Problem details: Nothing but the records, transcribed exactly, should appear in the answer; leave the pictures out.

○ ○ ○ ○

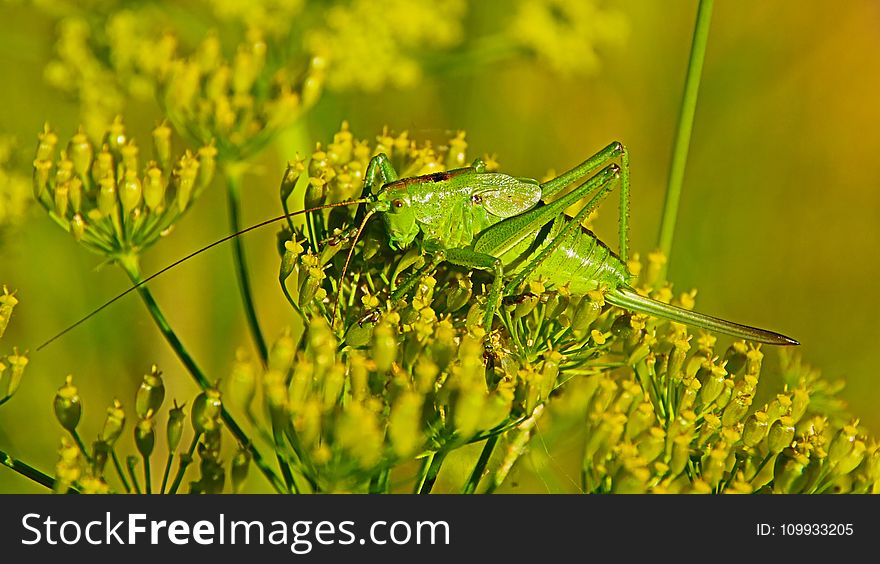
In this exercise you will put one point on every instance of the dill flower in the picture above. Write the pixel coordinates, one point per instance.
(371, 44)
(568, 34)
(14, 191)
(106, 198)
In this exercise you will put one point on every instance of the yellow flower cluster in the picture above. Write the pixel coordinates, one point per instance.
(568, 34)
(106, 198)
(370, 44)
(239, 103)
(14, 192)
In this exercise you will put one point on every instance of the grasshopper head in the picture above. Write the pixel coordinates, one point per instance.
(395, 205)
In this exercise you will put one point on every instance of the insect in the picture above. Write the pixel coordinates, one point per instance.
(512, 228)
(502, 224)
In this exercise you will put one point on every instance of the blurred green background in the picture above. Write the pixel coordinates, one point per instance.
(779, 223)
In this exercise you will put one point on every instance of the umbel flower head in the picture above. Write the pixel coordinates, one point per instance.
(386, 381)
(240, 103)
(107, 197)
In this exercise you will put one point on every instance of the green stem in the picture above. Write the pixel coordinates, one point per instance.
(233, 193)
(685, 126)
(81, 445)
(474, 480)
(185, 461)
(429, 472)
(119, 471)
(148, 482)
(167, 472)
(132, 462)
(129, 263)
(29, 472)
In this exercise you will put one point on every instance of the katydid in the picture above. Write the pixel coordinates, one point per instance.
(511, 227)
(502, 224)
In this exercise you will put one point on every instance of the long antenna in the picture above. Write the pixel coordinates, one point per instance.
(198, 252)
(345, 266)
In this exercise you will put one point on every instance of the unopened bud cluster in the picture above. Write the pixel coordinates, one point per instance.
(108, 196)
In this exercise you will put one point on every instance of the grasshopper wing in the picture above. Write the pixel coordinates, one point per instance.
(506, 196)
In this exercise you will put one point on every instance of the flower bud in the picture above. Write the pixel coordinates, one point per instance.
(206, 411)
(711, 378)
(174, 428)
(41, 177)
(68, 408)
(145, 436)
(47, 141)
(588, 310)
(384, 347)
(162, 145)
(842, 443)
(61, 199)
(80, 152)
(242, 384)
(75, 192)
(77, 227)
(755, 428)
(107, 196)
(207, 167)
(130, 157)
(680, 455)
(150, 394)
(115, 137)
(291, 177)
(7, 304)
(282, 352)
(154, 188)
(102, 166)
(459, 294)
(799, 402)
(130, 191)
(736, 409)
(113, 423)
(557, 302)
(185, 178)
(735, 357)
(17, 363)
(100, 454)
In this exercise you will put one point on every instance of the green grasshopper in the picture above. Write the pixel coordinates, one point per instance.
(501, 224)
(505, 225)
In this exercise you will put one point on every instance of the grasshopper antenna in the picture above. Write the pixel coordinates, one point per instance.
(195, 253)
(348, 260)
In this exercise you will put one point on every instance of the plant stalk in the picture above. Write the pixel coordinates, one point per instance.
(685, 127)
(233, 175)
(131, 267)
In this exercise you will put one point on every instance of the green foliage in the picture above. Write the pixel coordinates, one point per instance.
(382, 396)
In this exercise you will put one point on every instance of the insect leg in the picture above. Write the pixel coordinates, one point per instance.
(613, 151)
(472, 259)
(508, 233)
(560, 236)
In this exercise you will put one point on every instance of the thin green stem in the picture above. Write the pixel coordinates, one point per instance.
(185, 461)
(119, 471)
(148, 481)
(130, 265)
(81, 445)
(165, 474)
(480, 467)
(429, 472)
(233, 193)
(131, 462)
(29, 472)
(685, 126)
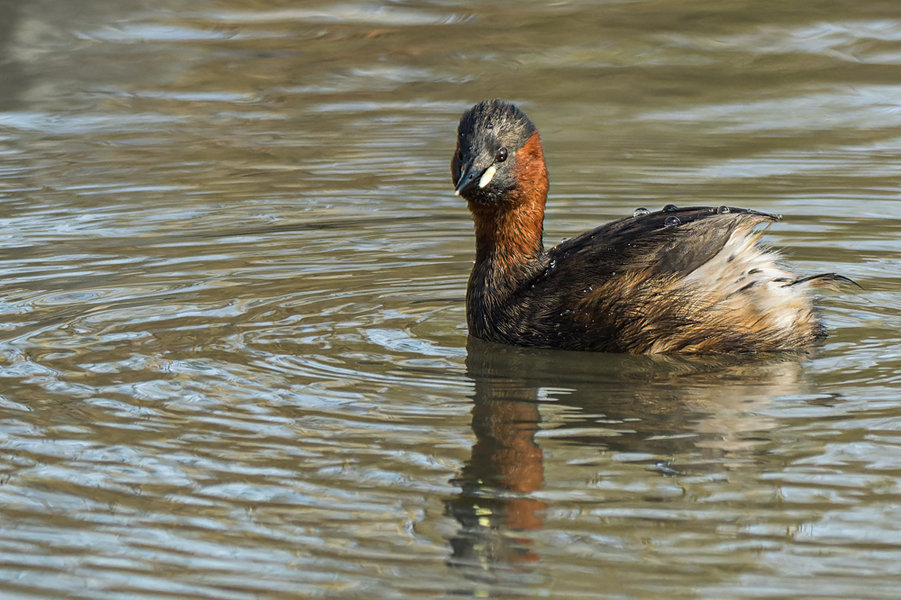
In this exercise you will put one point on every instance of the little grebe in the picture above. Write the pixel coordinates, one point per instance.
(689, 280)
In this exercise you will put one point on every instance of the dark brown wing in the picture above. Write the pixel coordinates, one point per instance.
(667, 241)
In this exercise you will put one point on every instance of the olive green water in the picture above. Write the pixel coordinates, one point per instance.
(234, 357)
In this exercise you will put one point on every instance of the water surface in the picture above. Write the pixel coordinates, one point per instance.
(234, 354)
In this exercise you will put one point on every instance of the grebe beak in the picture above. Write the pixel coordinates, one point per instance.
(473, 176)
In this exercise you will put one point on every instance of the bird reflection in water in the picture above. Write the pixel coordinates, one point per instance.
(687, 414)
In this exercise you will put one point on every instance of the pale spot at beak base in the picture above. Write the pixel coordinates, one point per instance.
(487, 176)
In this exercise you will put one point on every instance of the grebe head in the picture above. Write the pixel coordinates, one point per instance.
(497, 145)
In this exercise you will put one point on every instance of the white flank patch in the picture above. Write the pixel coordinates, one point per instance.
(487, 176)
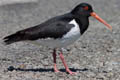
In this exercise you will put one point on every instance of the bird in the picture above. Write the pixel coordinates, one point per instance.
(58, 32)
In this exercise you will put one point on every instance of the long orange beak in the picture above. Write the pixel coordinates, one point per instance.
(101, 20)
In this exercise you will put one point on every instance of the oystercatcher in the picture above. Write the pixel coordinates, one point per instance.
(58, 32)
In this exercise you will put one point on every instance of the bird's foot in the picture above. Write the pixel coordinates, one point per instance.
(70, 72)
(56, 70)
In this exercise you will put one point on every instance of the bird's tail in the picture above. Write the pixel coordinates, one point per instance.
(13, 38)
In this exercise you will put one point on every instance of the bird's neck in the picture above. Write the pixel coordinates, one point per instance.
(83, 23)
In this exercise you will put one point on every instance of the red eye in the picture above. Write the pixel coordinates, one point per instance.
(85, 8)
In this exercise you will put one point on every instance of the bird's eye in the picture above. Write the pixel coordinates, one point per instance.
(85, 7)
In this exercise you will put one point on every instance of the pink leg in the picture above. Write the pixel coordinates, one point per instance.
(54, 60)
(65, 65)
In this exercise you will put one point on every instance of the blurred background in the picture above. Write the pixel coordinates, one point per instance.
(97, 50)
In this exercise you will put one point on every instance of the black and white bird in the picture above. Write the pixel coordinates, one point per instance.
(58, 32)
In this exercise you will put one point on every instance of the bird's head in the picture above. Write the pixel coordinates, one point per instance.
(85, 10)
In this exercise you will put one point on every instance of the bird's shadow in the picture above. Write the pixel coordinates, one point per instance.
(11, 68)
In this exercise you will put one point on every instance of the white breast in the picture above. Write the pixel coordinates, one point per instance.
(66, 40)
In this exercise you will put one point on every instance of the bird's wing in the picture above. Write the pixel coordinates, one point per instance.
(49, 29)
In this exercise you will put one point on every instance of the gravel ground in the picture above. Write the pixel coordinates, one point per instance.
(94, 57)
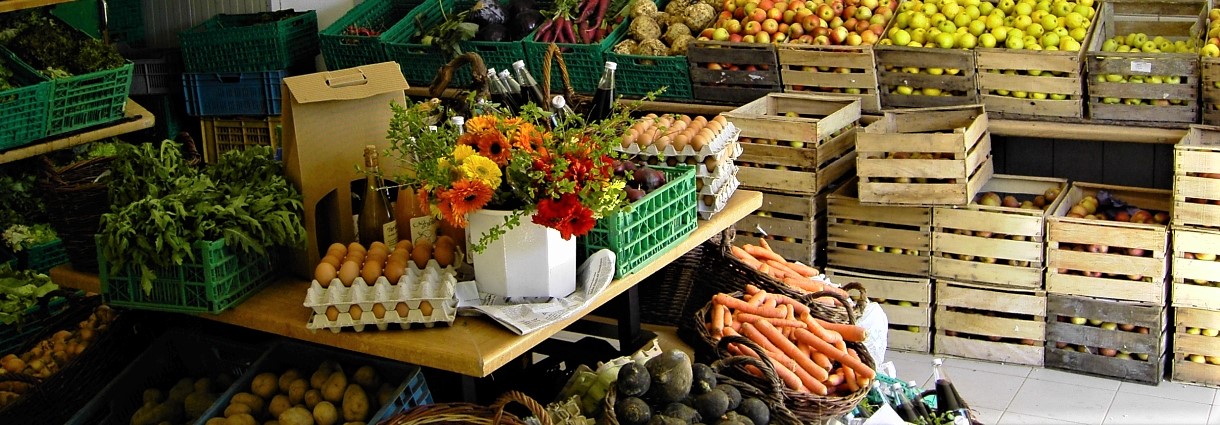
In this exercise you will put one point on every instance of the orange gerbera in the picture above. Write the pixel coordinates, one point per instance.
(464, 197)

○ ○ ○ ○

Output:
In this exercise you will put one point on every instance of the dill flower in the picture above. Write the pixel coordinates, one point per instance.
(371, 44)
(568, 34)
(14, 191)
(106, 198)
In this exercise you will put one point on every instance of the yellow flower cluster in the picture above. Write the pixel coordinates, one point per instance.
(568, 34)
(106, 198)
(370, 44)
(239, 103)
(14, 192)
In this exercise you will put one point on every instance of the grasshopper head in the picture above. Write the pixel coordinates, one point per instance.
(395, 205)
In this exercise you will put one point on every instance of the insect in the picture above. Write the pixel coordinates, one point per instance.
(512, 228)
(502, 224)
In this exercise you will put one point on every instance of the blurred green background in the picture above. Write the pixel coordinates, one point per instance.
(779, 223)
In this exercise you will put one point on every instance of the umbel flower head in the picture above. Write the pixel coordinates, one point per instance.
(386, 381)
(240, 103)
(107, 197)
In this exercise you will put one point on every instance of the green stem in the picture above. Write the pixel coordinates, one point per instance.
(233, 193)
(685, 126)
(81, 445)
(474, 480)
(185, 461)
(429, 472)
(119, 471)
(148, 482)
(167, 472)
(132, 462)
(129, 263)
(29, 472)
In this exercise you will put one point on every instance of the katydid in the picture above. Write the pixel coordinates, one point per instance.
(511, 227)
(502, 224)
In this exercise you will put one point on every instance of the long antenna in the picture above. Write the pixel coordinates, one point per instance.
(198, 252)
(345, 266)
In this exercise you will put one point on every instance of the unopened bud cluster in the picture above. Write the pixel coordinates, one point per instance.
(108, 196)
In this exercise you will put one point on every instance of the grasshopper wing in the picture above. Write the pixel coordinates, one point per instance.
(506, 196)
In this exercise you will put one point on every instance of the flower bud in the picture above. Write the pixel coordinates, one point per instance.
(206, 411)
(711, 378)
(174, 428)
(41, 177)
(68, 408)
(145, 436)
(47, 141)
(588, 310)
(384, 347)
(162, 145)
(842, 443)
(61, 199)
(80, 152)
(242, 384)
(75, 192)
(77, 227)
(755, 428)
(107, 196)
(207, 167)
(130, 157)
(680, 455)
(150, 394)
(115, 137)
(291, 177)
(7, 304)
(282, 352)
(154, 188)
(102, 166)
(459, 294)
(799, 402)
(130, 191)
(736, 409)
(113, 423)
(557, 302)
(185, 178)
(735, 357)
(17, 363)
(100, 454)
In this exercise you will put one point on every instance of the green grasshopper in the picture above. Write the pixel coordinates, one point per instance.
(501, 224)
(505, 225)
In this exercise you will put one point on every instance of the grasshopper antenna in the picture above. Write the pixel coordinates, one point per instance.
(195, 253)
(348, 260)
In this exercise you will put one point on every instance of the plant stalk in the picture above. Write the pixel coordinates, one point per instance.
(685, 127)
(233, 175)
(131, 267)
In this exercise you will put one point on every instance of the green foliage in the picture above. Write the pixel coordinates, one point per instance.
(382, 396)
In this exercise you will put one point on every instance of the insect leg in the picture above. Write the pixel coordinates, one point per instance.
(613, 151)
(472, 259)
(508, 233)
(560, 236)
In this exercise you will put one point on every instance of the thin green stem in the picture above. Write the pixel coordinates, one point per instance.
(185, 461)
(119, 471)
(148, 481)
(130, 265)
(81, 445)
(165, 474)
(480, 467)
(429, 472)
(233, 193)
(131, 462)
(29, 472)
(685, 126)
In this exercise you will put one point on every instance of the little grebe in the picture above. Write the pixel coordinates, one point per instance.
(689, 280)
In this exercise you will put one point on every instance of the dark brown wing in the picture above. Write the pixel coordinates, one point per instance.
(667, 241)
In this exercise you will put one point on every instance of the olive green water in the picture above. Write the pixel coordinates, one point per instance.
(234, 357)
In this exercise you will put one point on every instance of the water surface in the picture above. Write the pixel coordinates, one point per instance.
(234, 354)
In this exercise you will put one point on every instance of the grebe beak in the picture above. Write the pixel coordinates, one point per instance.
(473, 176)
In this exercise you will put one point on every instance of the bird reflection in water in the picture above. Write the pixel coordinates, one point per instance.
(687, 414)
In this exercise you will put one point on every instance of the pale spot at beak base in the picture above. Write the pixel coordinates, one point per instance.
(487, 176)
In this exercise you will put one point on every instance of the grebe head in the picture above. Write the pixel coordinates, one point per instance.
(497, 145)
In this exercise you will put one point on every instance of the white flank patch in the picture above. Write the pixel coordinates, one point per instance.
(487, 176)
In this exercise you will put one point on every instance of the bird in the picture above. Write the pixel coordinates, one point per instance.
(58, 32)
In this exercise you will put one point on every instance of the long orange beak in the picture above. Write the pixel coordinates, one point per instance.
(101, 20)
In this exercise you will put one point on every instance of the oystercatcher in the picture above. Write the pixel coordinates, one point per instance.
(58, 32)
In this exercise you will put one point on every instance of the bird's foot in the picture above. Write the pixel coordinates, one point per instance.
(70, 72)
(56, 70)
In this exercise you will put one point on every instance of the bird's tail in the picture above. Write the pixel coordinates, one point per instance.
(13, 38)
In this exercise you will put one point on every instance of the bird's neck in the picture above. Write the pixel coordinates, one point per instance.
(83, 23)
In this exercise you will put one point on every instance of the red eye in the picture above. Write the pixel coordinates, one point per instance.
(85, 8)
In this exercise you will put one point on every instance of the bird's eye in the picture above. Write the pixel coordinates, one point per instance.
(85, 7)
In this exercise you will put one point on every instance of the pink leg in the picture above. Write the pixel coordinates, one point per instance.
(54, 60)
(65, 65)
In this exercise you will put one point on every instance of the blurred background in the picture above. Write the pixel coordinates, one point per instance.
(97, 50)
In this exercise you will put one point on every instance of the black and white bird in the picture above. Write the pixel coordinates, one point per instance.
(58, 32)
In this exercise you will put one point on every instance of the bird's head in the picture above. Write the pixel coordinates, one point per instance.
(85, 10)
In this exercise you will put one point on every instance of the bird's shadow in the picture above. Write the pixel coordinates, one point per instance.
(11, 68)
In this exercise you will put one point on every instance of the white breast in the picture above. Write the pixel coordinates, one point per instance.
(66, 40)
In this exercise you will put one point on every instance of the bird's wing in the picture above. Write the pixel coordinates, one point per instance.
(49, 29)
In this exercise you will put one point on every instance of the gravel ground in the picture above. Write the pixel coordinates, one point per instance.
(94, 57)
In this exercise you will put one point on every instance of the orange gerbera in the picture above. Write the pixel coordinates, one point per instance.
(464, 197)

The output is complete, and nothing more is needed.